» **Problem to solve**
Render the sentence "Despite the album being certified gold, Jon felt it was not marketed and promoted properly." from the text about the album Pleasures U Like into French.

» **Excerpt**
Pleasures U Like is the third studio album by Jon B. It's his first album under Tracey Edmonds' new label Edmonds Record Group. Edmonds formed the new label after Jon's previous label home Yab Yum Records folded. On Pleasures U Like, Jon reunites with past producers Babyface and Tim Kelley and Bob Robinson, who each produce one song. Also present on the album is the team of Joshua P. Thompson, a songwriter and producer and singer/songwriter/producer Quincy Patrick who is best known for their work with the R&B singer Joe.

Despite the album being certified gold, Jon felt it was not marketed and promoted properly. The only song released from the album as a single was "Don't Talk"- which was due primarily to Jon wanting to get out of his contract with Epic Records. As a result, this would be his final album released on a major label. Ten years after the release of Pleasures U Like, a song from the album "Calling on You" would later be known as the sample on Drake's song "Cameras" from his second album Take Care.
The album bowed at number 6 on the Billboard 200 and No.3 on the Top R&B/Hip-Hop Albums chart selling 99,000 in its debut week, becoming the first top 10 for Jon B.

Track listing
From Allmusic.

» **Given information**
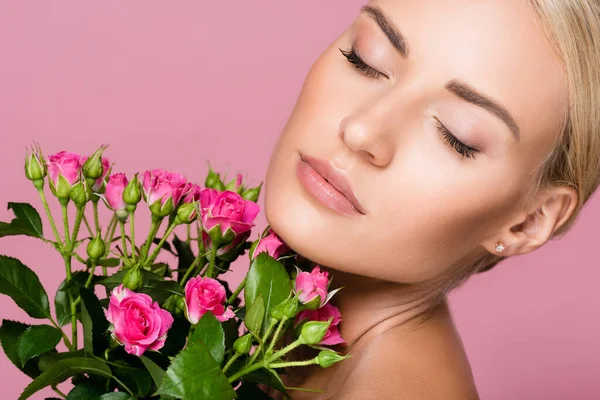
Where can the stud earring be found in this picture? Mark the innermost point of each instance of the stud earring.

» **Solution for this task**
Bien que l'album ait été certifié disque d'or, Jon estimait qu'il n'avait pas été commercialisé ni promu correctement.